### Data shown

>>>>

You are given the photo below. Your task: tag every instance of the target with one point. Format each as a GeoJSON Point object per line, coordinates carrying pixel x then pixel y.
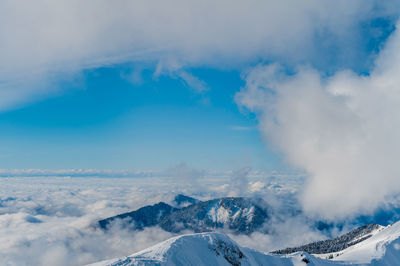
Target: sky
{"type": "Point", "coordinates": [308, 86]}
{"type": "Point", "coordinates": [105, 121]}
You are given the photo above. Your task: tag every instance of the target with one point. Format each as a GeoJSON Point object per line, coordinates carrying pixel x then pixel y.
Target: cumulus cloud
{"type": "Point", "coordinates": [343, 129]}
{"type": "Point", "coordinates": [44, 40]}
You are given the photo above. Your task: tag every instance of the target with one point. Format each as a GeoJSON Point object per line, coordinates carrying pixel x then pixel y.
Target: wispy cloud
{"type": "Point", "coordinates": [69, 36]}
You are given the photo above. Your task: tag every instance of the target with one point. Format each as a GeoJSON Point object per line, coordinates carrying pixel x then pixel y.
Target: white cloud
{"type": "Point", "coordinates": [343, 130]}
{"type": "Point", "coordinates": [44, 40]}
{"type": "Point", "coordinates": [49, 220]}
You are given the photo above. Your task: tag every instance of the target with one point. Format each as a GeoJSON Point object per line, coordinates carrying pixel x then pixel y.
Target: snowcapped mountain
{"type": "Point", "coordinates": [240, 215]}
{"type": "Point", "coordinates": [382, 247]}
{"type": "Point", "coordinates": [205, 249]}
{"type": "Point", "coordinates": [236, 214]}
{"type": "Point", "coordinates": [337, 244]}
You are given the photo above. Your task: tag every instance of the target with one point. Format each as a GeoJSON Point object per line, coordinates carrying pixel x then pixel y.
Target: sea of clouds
{"type": "Point", "coordinates": [52, 220]}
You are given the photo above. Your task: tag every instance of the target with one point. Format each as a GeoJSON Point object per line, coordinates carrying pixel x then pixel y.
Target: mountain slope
{"type": "Point", "coordinates": [207, 249]}
{"type": "Point", "coordinates": [337, 244]}
{"type": "Point", "coordinates": [236, 214]}
{"type": "Point", "coordinates": [382, 248]}
{"type": "Point", "coordinates": [141, 218]}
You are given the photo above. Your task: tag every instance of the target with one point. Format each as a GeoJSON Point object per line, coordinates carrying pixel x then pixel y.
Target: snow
{"type": "Point", "coordinates": [374, 248]}
{"type": "Point", "coordinates": [207, 249]}
{"type": "Point", "coordinates": [382, 248]}
{"type": "Point", "coordinates": [219, 214]}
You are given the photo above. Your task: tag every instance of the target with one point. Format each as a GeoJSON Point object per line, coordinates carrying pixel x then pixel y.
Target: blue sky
{"type": "Point", "coordinates": [105, 121]}
{"type": "Point", "coordinates": [145, 88]}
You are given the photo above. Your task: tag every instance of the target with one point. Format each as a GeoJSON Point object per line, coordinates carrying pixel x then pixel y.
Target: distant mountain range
{"type": "Point", "coordinates": [236, 214]}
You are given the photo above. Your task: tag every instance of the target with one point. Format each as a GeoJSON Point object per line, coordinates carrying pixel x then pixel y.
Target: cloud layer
{"type": "Point", "coordinates": [343, 130]}
{"type": "Point", "coordinates": [49, 220]}
{"type": "Point", "coordinates": [44, 41]}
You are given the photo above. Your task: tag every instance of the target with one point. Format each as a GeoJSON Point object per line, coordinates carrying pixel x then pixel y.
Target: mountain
{"type": "Point", "coordinates": [379, 249]}
{"type": "Point", "coordinates": [236, 214]}
{"type": "Point", "coordinates": [205, 249]}
{"type": "Point", "coordinates": [141, 218]}
{"type": "Point", "coordinates": [233, 213]}
{"type": "Point", "coordinates": [337, 244]}
{"type": "Point", "coordinates": [181, 200]}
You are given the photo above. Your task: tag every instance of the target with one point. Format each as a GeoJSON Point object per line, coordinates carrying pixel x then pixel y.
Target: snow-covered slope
{"type": "Point", "coordinates": [208, 249]}
{"type": "Point", "coordinates": [382, 248]}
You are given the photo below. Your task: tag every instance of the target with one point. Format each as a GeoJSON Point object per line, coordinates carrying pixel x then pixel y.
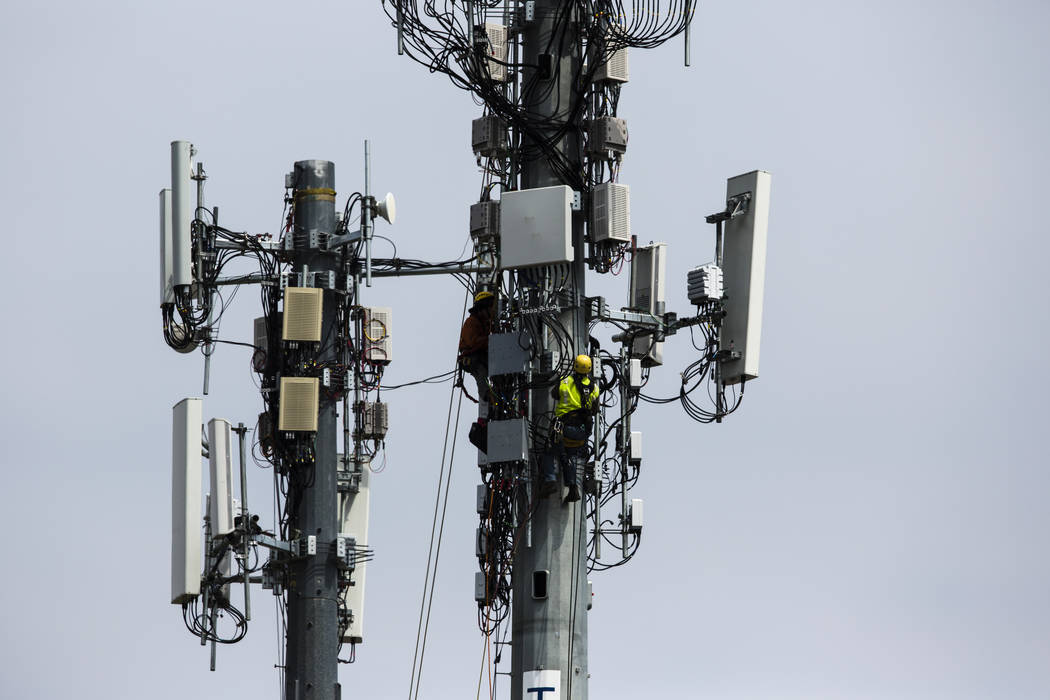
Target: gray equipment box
{"type": "Point", "coordinates": [606, 133]}
{"type": "Point", "coordinates": [647, 296]}
{"type": "Point", "coordinates": [536, 227]}
{"type": "Point", "coordinates": [488, 136]}
{"type": "Point", "coordinates": [485, 219]}
{"type": "Point", "coordinates": [507, 441]}
{"type": "Point", "coordinates": [508, 353]}
{"type": "Point", "coordinates": [743, 268]}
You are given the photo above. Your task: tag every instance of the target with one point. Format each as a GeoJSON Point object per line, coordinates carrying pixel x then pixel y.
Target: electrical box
{"type": "Point", "coordinates": [167, 291]}
{"type": "Point", "coordinates": [647, 296]}
{"type": "Point", "coordinates": [298, 404]}
{"type": "Point", "coordinates": [634, 514]}
{"type": "Point", "coordinates": [260, 336]}
{"type": "Point", "coordinates": [302, 314]}
{"type": "Point", "coordinates": [185, 501]}
{"type": "Point", "coordinates": [497, 35]}
{"type": "Point", "coordinates": [221, 467]}
{"type": "Point", "coordinates": [743, 266]}
{"type": "Point", "coordinates": [507, 441]}
{"type": "Point", "coordinates": [606, 133]}
{"type": "Point", "coordinates": [611, 212]}
{"type": "Point", "coordinates": [488, 136]}
{"type": "Point", "coordinates": [375, 420]}
{"type": "Point", "coordinates": [634, 457]}
{"type": "Point", "coordinates": [634, 373]}
{"type": "Point", "coordinates": [354, 523]}
{"type": "Point", "coordinates": [536, 227]}
{"type": "Point", "coordinates": [376, 326]}
{"type": "Point", "coordinates": [508, 353]}
{"type": "Point", "coordinates": [706, 283]}
{"type": "Point", "coordinates": [615, 69]}
{"type": "Point", "coordinates": [485, 219]}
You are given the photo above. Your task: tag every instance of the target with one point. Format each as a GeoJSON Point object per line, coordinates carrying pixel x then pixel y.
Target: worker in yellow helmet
{"type": "Point", "coordinates": [576, 396]}
{"type": "Point", "coordinates": [474, 345]}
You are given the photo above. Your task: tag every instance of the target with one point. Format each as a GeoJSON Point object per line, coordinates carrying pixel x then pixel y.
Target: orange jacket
{"type": "Point", "coordinates": [474, 337]}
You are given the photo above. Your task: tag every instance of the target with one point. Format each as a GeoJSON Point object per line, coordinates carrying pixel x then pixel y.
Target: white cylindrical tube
{"type": "Point", "coordinates": [182, 214]}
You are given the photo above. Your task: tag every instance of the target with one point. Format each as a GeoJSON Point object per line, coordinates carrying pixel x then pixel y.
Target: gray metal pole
{"type": "Point", "coordinates": [313, 588]}
{"type": "Point", "coordinates": [551, 634]}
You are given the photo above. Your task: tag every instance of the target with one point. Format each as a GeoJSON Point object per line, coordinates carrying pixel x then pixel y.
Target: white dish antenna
{"type": "Point", "coordinates": [387, 208]}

<<<<

### What you will do
Print the full listing exactly, dropping the pictures.

### Correct response
You are given the photo below. Your task: tag every instance of the target with one point. Format each as a GeoJSON Point object per line, coordinates carrying pixel x then pixel y.
Target: sky
{"type": "Point", "coordinates": [308, 86]}
{"type": "Point", "coordinates": [105, 121]}
You are given the photo above. Your task: tag every instance of the target with one point. Format each as a GeoJSON Point object per line, coordinates carrying pixel x then pixel y.
Target: cumulus cloud
{"type": "Point", "coordinates": [343, 129]}
{"type": "Point", "coordinates": [44, 40]}
You are given the photo above. Your task: tag every instance of the target with one point. Format each as a GeoJSON Point object per line, coordinates carrying pixel x then pixel y.
Target: wispy cloud
{"type": "Point", "coordinates": [69, 36]}
You are given the photo above. Your task: tag every instance of the target with one point. Format each as a GeoJSON Point object per line, coordinates carrying pixel x then pixel y.
Target: white cloud
{"type": "Point", "coordinates": [343, 130]}
{"type": "Point", "coordinates": [44, 40]}
{"type": "Point", "coordinates": [49, 220]}
You are given the photo above. Your task: tag every instance of the target with one point. Format each as a GeoJSON Point object per line, coordinates carrying pixel x then pixel y.
Target: snowcapped mountain
{"type": "Point", "coordinates": [240, 215]}
{"type": "Point", "coordinates": [382, 247]}
{"type": "Point", "coordinates": [205, 249]}
{"type": "Point", "coordinates": [236, 214]}
{"type": "Point", "coordinates": [337, 244]}
You are given the photo above. Your task: tag every instance of the target with one point. Format each as a GeoJSON Point object per line, coordinates carrying pixel x then pixel y.
Target: sea of clouds
{"type": "Point", "coordinates": [52, 220]}
You are given the photo above. Your task: tag every instance of the target with one point. Format each as a GeoJSON Point object per line, coordinates carrying pixel x then pixel y.
Target: mountain slope
{"type": "Point", "coordinates": [207, 249]}
{"type": "Point", "coordinates": [337, 244]}
{"type": "Point", "coordinates": [236, 214]}
{"type": "Point", "coordinates": [382, 248]}
{"type": "Point", "coordinates": [141, 218]}
You are given the photo above. Your task: tag every instance of the target with one point. Format each as a GeoJSON Point object per line, coordinates carrying pixel x then pixel y.
Target: snow
{"type": "Point", "coordinates": [374, 248]}
{"type": "Point", "coordinates": [207, 249]}
{"type": "Point", "coordinates": [382, 248]}
{"type": "Point", "coordinates": [219, 214]}
You are given the photo above. Your task: tag every instance of the target with one point. Format each as a GeoJSON Point object per line, coordinates carrying pixel x then pixel y.
Target: blue sky
{"type": "Point", "coordinates": [105, 121]}
{"type": "Point", "coordinates": [145, 88]}
You are given the photo above. Your task: tag every instance of the target with one point. Format each as a GeoJSON Point object per line, coordinates carrying pixel x then pixel y.
Target: distant mountain range
{"type": "Point", "coordinates": [236, 214]}
You are given the photo above. Your task: tag every instance of the target with one point. Format each as a GeoJSON Point object per line, coordinates carrying pixel x then pixel y.
Target: cloud layer
{"type": "Point", "coordinates": [343, 130]}
{"type": "Point", "coordinates": [49, 220]}
{"type": "Point", "coordinates": [44, 41]}
You are given the photo above. Your task: tag every instance of the target with one point. Format each as a GeoJSON Point object per line, coordinates carrying pixel x then pixel y.
Target: mountain
{"type": "Point", "coordinates": [379, 249]}
{"type": "Point", "coordinates": [236, 214]}
{"type": "Point", "coordinates": [205, 249]}
{"type": "Point", "coordinates": [141, 218]}
{"type": "Point", "coordinates": [233, 213]}
{"type": "Point", "coordinates": [337, 244]}
{"type": "Point", "coordinates": [181, 200]}
You are given the photo above. Your task: tag every instance of the target with one point. Format each as a GeoJSON Point object per line, coordinates carrying pixel x then pixel y.
Target: snow-covered slope
{"type": "Point", "coordinates": [208, 249]}
{"type": "Point", "coordinates": [382, 248]}
You are given the photo below. Your task: tag every instance of the target with one point. Format each as a GeoJSON Point object per line, coordinates carrying pixel x then pixel y.
Target: gray equipment box
{"type": "Point", "coordinates": [606, 133]}
{"type": "Point", "coordinates": [647, 296]}
{"type": "Point", "coordinates": [536, 227]}
{"type": "Point", "coordinates": [488, 136]}
{"type": "Point", "coordinates": [485, 219]}
{"type": "Point", "coordinates": [507, 441]}
{"type": "Point", "coordinates": [508, 353]}
{"type": "Point", "coordinates": [743, 268]}
You are given the photo above. Your task: tag every instance of the target with one point. Format each as a GeoJSON Point object per line, coordinates carrying pixel x then pixel y.
Target: electrical box
{"type": "Point", "coordinates": [167, 291]}
{"type": "Point", "coordinates": [647, 296]}
{"type": "Point", "coordinates": [298, 404]}
{"type": "Point", "coordinates": [634, 514]}
{"type": "Point", "coordinates": [260, 336]}
{"type": "Point", "coordinates": [302, 314]}
{"type": "Point", "coordinates": [185, 501]}
{"type": "Point", "coordinates": [497, 35]}
{"type": "Point", "coordinates": [221, 467]}
{"type": "Point", "coordinates": [743, 266]}
{"type": "Point", "coordinates": [507, 441]}
{"type": "Point", "coordinates": [606, 133]}
{"type": "Point", "coordinates": [611, 212]}
{"type": "Point", "coordinates": [488, 136]}
{"type": "Point", "coordinates": [375, 420]}
{"type": "Point", "coordinates": [634, 457]}
{"type": "Point", "coordinates": [634, 373]}
{"type": "Point", "coordinates": [354, 523]}
{"type": "Point", "coordinates": [536, 227]}
{"type": "Point", "coordinates": [376, 326]}
{"type": "Point", "coordinates": [508, 353]}
{"type": "Point", "coordinates": [706, 283]}
{"type": "Point", "coordinates": [615, 69]}
{"type": "Point", "coordinates": [485, 219]}
You are given the photo above. Your task: tag every instance of the target with one point. Format each as a GeoJSON Point object per line, coordinates carrying pixel x then pixel y.
Target: worker in yellow helmet
{"type": "Point", "coordinates": [576, 396]}
{"type": "Point", "coordinates": [474, 345]}
You are given the photo above. Your task: tag every instance of the target with one point. Format each as a GeoJSON Point object per line, coordinates carrying pixel x then pixel y.
Target: orange jacket
{"type": "Point", "coordinates": [474, 337]}
You are given the photo above. Your task: tag every instance of the target with one point. Format each as a GeoJSON Point object per line, coordinates carrying pixel x then pixel y.
Target: white cylindrical tube
{"type": "Point", "coordinates": [182, 214]}
You are given the photo above. Your task: tag every instance of the target with one point. Format each as a GeoJSON Point object per line, coordinates carrying pixel x then pixel y.
Target: gray metal pole
{"type": "Point", "coordinates": [313, 588]}
{"type": "Point", "coordinates": [551, 634]}
You are given the photo above. Your task: tag every instance of the target with one point. Format each as a GeoJSON Point object per line, coordinates carrying pixel x then pixel y.
Target: white dish antenna
{"type": "Point", "coordinates": [387, 208]}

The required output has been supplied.